* **Stated exercise**: Write out everything from the line containing "like [(301, 268)]." down to the line containing "[(96, 110), (96, 268), (136, 283)]" as a JSON list of strings, one string per line with blank lines skipped. Leave the pictures out of the answer.

Begin Material provided

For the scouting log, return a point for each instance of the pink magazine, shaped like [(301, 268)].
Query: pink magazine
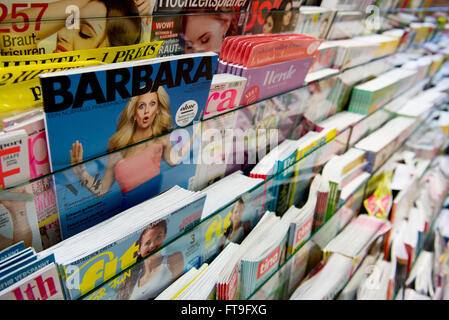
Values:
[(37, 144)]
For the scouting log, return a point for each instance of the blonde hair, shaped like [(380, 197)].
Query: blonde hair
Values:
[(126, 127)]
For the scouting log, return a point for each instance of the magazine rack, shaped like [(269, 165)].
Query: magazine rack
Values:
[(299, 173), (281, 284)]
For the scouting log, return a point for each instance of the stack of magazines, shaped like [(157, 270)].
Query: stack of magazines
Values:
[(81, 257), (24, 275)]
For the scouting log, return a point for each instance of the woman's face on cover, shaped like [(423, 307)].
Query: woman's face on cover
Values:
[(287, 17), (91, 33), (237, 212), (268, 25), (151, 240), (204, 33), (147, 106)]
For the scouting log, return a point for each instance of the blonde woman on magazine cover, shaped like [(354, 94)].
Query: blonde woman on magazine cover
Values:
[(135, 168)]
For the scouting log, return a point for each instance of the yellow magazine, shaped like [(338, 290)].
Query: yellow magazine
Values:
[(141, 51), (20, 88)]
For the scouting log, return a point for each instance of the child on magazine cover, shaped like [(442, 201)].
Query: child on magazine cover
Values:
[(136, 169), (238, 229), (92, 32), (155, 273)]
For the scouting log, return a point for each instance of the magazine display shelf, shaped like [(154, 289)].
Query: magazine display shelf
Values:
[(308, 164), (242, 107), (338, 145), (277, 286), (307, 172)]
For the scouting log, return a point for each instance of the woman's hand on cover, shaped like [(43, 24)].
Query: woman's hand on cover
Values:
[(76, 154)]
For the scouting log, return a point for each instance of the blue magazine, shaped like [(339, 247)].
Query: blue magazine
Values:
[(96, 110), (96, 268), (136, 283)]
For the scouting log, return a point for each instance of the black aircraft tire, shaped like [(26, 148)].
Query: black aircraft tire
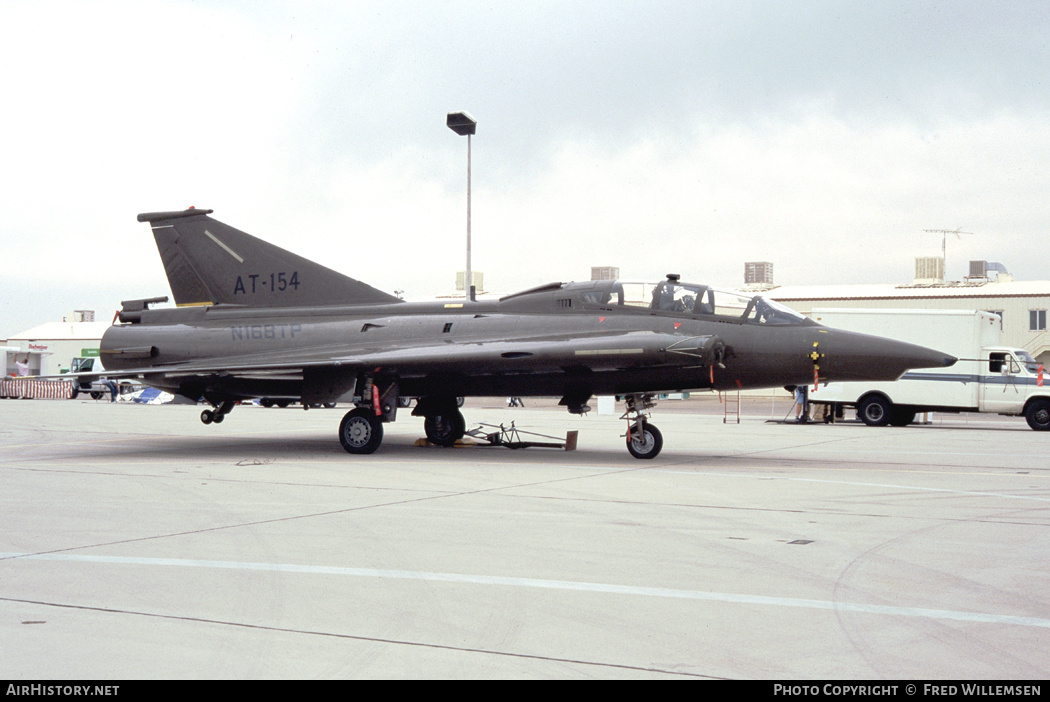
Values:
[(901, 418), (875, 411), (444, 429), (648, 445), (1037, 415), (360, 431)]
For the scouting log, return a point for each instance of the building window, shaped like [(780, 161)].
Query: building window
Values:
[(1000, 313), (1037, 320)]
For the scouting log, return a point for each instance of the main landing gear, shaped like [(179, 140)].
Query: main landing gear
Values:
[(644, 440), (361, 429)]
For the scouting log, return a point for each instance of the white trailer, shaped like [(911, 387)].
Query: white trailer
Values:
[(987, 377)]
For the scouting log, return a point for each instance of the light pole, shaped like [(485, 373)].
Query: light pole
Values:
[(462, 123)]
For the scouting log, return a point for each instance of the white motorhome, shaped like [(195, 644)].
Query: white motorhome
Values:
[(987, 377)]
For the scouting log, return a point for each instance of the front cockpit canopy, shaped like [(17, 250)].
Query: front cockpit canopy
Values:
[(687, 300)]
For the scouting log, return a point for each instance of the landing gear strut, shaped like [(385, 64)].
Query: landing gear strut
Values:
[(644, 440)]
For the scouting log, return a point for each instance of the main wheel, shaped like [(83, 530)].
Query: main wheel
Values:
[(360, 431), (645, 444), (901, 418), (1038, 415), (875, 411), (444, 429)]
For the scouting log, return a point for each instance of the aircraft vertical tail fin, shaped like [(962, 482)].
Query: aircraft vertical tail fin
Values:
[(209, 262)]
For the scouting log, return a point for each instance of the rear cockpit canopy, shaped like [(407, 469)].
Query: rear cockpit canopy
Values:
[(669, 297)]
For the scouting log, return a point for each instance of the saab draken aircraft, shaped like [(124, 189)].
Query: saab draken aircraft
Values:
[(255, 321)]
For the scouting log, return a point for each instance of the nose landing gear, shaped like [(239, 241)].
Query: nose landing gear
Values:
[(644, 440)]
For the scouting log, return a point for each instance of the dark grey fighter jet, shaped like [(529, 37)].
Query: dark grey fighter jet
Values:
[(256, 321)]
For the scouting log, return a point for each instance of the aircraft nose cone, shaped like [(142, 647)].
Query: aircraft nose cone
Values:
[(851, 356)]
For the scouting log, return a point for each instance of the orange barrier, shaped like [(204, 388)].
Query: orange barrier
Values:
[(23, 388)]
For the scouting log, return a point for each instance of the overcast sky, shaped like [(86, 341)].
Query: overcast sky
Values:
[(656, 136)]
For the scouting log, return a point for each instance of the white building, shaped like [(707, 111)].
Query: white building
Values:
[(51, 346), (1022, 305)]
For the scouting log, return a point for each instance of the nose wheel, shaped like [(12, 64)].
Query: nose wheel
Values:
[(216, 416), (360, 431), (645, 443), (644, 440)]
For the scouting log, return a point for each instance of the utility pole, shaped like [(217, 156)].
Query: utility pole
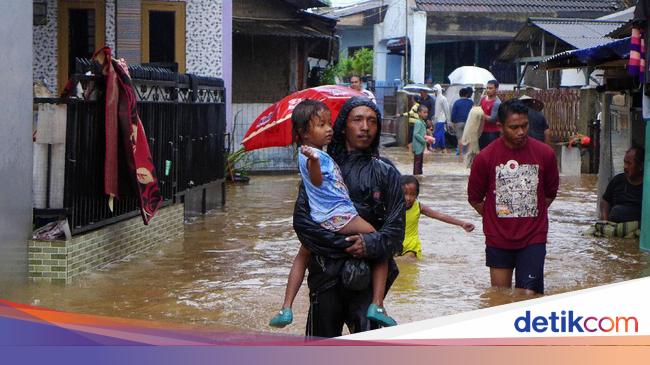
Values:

End Material provided
Begin Material provided

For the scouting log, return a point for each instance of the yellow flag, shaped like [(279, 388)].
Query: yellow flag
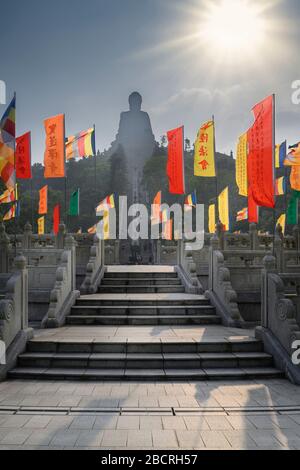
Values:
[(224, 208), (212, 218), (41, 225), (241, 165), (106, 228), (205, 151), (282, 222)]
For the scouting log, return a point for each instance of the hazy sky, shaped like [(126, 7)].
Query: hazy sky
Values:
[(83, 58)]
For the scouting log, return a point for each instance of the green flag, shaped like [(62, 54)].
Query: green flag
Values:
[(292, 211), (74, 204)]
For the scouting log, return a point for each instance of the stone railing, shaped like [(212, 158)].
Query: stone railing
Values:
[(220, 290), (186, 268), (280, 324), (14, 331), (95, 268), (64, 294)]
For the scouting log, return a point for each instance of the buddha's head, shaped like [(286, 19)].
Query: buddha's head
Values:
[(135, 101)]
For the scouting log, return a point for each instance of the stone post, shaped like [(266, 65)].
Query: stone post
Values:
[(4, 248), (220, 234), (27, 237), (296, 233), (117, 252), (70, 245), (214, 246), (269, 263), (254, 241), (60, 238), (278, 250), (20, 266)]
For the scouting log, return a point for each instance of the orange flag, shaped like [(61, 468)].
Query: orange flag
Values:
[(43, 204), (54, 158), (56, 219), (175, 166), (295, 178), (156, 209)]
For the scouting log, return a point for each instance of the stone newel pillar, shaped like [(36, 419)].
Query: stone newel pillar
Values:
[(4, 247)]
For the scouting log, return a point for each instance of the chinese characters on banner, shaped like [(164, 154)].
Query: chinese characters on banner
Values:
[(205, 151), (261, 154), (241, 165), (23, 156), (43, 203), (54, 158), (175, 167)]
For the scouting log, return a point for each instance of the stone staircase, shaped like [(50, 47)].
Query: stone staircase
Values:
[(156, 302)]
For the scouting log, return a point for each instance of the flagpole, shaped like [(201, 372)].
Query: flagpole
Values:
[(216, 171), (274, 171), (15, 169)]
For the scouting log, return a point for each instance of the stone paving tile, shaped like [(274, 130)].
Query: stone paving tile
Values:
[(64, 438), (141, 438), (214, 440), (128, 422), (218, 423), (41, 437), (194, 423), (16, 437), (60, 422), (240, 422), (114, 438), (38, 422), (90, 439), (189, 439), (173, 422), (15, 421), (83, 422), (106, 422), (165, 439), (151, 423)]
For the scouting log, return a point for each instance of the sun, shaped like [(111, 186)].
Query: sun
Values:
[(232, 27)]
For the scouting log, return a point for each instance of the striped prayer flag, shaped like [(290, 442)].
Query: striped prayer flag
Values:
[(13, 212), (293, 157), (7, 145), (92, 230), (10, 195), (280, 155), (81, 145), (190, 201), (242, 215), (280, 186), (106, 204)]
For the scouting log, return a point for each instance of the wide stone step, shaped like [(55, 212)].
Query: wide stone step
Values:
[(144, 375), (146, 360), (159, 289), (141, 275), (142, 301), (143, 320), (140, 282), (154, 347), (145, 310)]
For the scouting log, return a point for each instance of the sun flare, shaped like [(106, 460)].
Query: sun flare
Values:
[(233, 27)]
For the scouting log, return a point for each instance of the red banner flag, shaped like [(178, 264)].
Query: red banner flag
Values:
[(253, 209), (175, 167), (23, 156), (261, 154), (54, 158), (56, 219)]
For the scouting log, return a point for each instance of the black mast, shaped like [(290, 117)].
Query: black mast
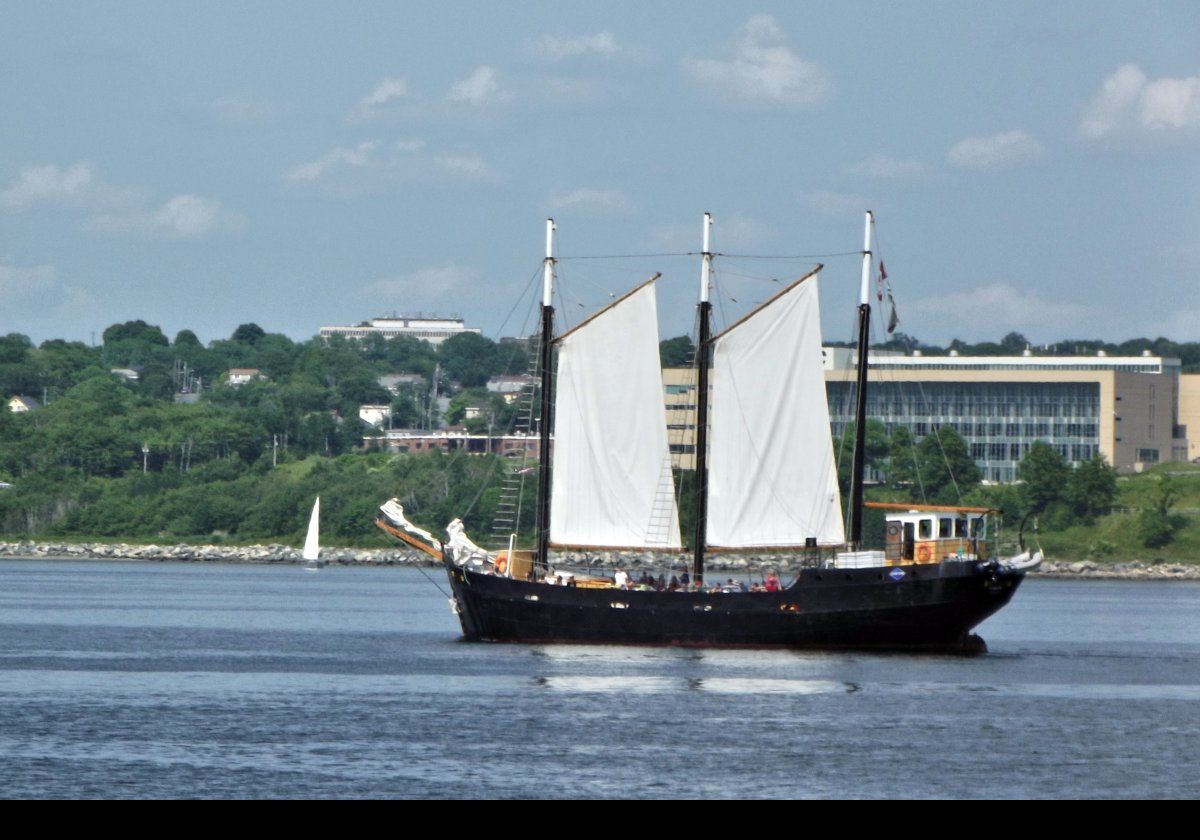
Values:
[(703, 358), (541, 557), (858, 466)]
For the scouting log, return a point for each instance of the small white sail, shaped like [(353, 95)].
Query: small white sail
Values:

End Material provided

* **Worked solution**:
[
  "For the scouting log, return a point for each instance of the pink magazine, shaped like [(301, 268)].",
  "Query: pink magazine",
  "Values:",
  "[(37, 144)]",
  "For the scouting log, return a point for each instance of the blonde hair, shaped like [(380, 197)].",
  "Query: blonde hair",
  "Values:",
  "[(126, 127)]",
  "For the scouting log, return a point for each instance of the magazine rack, shaped like [(269, 165)].",
  "Query: magazine rack",
  "Values:",
  "[(299, 173), (281, 284)]",
  "For the scouting log, return a point for each instance of the stack of magazines, shaped like [(157, 270)].",
  "Query: stack of magazines",
  "Values:",
  "[(81, 257), (24, 275)]",
  "For the scouting log, return a point for each instance of the woman's face on cover, shaped like [(423, 307)].",
  "Query: woman's face on cover",
  "Values:",
  "[(287, 17), (91, 33), (237, 212), (268, 25), (151, 240), (204, 33), (147, 106)]",
  "For the scouting log, return a point for each instance of the blonde woman on magazine cover, shaped like [(354, 94)].",
  "Query: blonde woman on magazine cover",
  "Values:",
  "[(135, 168)]",
  "For the scouting log, return a point for each instance of the yellow magazine, shaped like [(338, 290)].",
  "Query: yellow magazine",
  "Values:",
  "[(141, 51), (20, 88)]",
  "For the scouting log, return a point for each instance of the child on magazine cover, shaped like [(442, 201)].",
  "Query: child on magazine cover",
  "Values:",
  "[(136, 169), (238, 229), (92, 32), (155, 273)]",
  "For the scouting log, return a point for each instance of the magazine display shelf, shaped like [(154, 289)].",
  "Query: magazine display shelf",
  "Values:",
  "[(308, 164), (242, 107), (338, 145), (277, 286), (307, 172)]",
  "For the scouting log, return a point for each instance of the woman's hand on cover, shaped like [(43, 24)].",
  "Query: woman's hand on cover",
  "Values:",
  "[(76, 154)]",
  "For the scouting log, return a point for each instance of the blue magazine, shaped like [(339, 247)].",
  "Query: blue magazine",
  "Values:",
  "[(96, 110), (96, 268), (136, 283)]"
]